== WORKING DATA ==

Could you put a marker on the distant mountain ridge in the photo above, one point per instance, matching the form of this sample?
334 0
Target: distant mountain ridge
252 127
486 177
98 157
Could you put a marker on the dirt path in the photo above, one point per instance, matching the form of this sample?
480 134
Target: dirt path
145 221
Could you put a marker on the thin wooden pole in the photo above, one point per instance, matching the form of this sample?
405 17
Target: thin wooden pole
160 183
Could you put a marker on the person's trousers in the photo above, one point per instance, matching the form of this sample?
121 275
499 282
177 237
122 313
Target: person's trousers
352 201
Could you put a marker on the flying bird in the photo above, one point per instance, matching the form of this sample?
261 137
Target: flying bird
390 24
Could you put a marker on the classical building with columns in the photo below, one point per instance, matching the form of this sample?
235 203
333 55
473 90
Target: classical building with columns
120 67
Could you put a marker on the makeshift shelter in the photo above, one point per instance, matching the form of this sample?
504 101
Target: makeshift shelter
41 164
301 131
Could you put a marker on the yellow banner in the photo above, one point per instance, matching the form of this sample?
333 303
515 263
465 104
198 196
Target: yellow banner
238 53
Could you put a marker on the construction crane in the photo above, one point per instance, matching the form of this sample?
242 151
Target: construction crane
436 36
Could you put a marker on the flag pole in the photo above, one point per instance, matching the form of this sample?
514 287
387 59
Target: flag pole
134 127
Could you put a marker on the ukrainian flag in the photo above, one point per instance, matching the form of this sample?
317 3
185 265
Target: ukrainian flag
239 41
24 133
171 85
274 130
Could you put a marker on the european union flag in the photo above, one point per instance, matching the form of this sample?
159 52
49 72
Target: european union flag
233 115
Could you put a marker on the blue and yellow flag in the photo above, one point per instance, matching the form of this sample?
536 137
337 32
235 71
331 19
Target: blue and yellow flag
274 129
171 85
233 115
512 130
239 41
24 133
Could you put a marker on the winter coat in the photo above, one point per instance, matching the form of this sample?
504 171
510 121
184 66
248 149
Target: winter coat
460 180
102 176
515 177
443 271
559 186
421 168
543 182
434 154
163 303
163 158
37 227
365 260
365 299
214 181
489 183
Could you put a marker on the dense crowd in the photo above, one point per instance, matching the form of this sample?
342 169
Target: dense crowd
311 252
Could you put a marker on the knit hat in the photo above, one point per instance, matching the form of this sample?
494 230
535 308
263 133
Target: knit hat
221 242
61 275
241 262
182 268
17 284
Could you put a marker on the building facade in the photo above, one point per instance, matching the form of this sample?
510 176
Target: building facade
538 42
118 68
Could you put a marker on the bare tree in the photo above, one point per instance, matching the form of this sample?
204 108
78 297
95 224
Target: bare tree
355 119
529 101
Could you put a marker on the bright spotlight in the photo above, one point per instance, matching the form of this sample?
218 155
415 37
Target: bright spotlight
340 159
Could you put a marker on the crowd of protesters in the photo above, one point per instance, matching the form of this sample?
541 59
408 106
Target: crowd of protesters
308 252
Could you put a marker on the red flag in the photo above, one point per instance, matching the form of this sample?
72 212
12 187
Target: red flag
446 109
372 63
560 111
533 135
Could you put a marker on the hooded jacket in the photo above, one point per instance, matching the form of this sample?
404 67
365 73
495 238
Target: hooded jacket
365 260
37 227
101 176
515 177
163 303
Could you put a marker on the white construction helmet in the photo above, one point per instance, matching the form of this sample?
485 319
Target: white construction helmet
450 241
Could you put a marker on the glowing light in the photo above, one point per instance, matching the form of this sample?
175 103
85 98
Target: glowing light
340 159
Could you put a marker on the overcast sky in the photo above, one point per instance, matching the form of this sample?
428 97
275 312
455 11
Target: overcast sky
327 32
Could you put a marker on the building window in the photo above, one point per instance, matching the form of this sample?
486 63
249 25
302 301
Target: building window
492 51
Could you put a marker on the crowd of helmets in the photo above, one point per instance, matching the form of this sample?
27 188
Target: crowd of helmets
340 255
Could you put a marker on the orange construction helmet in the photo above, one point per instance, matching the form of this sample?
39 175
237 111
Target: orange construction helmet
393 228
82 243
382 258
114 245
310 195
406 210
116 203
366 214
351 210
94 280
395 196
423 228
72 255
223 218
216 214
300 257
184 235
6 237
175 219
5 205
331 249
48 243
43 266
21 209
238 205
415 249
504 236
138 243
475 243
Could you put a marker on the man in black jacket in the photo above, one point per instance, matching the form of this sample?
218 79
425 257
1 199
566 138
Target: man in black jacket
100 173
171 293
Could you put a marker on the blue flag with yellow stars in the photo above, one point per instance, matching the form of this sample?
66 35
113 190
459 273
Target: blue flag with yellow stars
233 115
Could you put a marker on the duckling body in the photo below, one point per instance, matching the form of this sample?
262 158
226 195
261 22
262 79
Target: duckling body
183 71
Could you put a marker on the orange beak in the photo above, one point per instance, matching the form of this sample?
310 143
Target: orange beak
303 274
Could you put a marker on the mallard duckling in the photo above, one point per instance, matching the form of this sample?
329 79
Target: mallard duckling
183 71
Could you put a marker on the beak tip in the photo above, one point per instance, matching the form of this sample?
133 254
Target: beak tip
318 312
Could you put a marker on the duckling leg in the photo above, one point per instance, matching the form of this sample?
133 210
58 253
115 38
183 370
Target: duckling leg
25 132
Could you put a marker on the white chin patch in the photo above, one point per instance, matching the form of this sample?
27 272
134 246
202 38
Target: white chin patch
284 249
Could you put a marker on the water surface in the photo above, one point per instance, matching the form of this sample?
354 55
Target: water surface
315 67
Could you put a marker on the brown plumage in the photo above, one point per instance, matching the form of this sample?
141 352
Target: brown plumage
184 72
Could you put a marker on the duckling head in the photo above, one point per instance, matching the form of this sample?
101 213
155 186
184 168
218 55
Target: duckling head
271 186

===

- **ASSIGNED TASK**: Check each line of the listing above for the string "below" and return those that contain it.

- **WRITTEN SOLUTION**:
Could you put a marker on the classical building with columns in the photo below, one point per instance, matching the form of this sample?
Could you put a marker on the duckling body in the photo below, one point per instance, matching the form of this sample?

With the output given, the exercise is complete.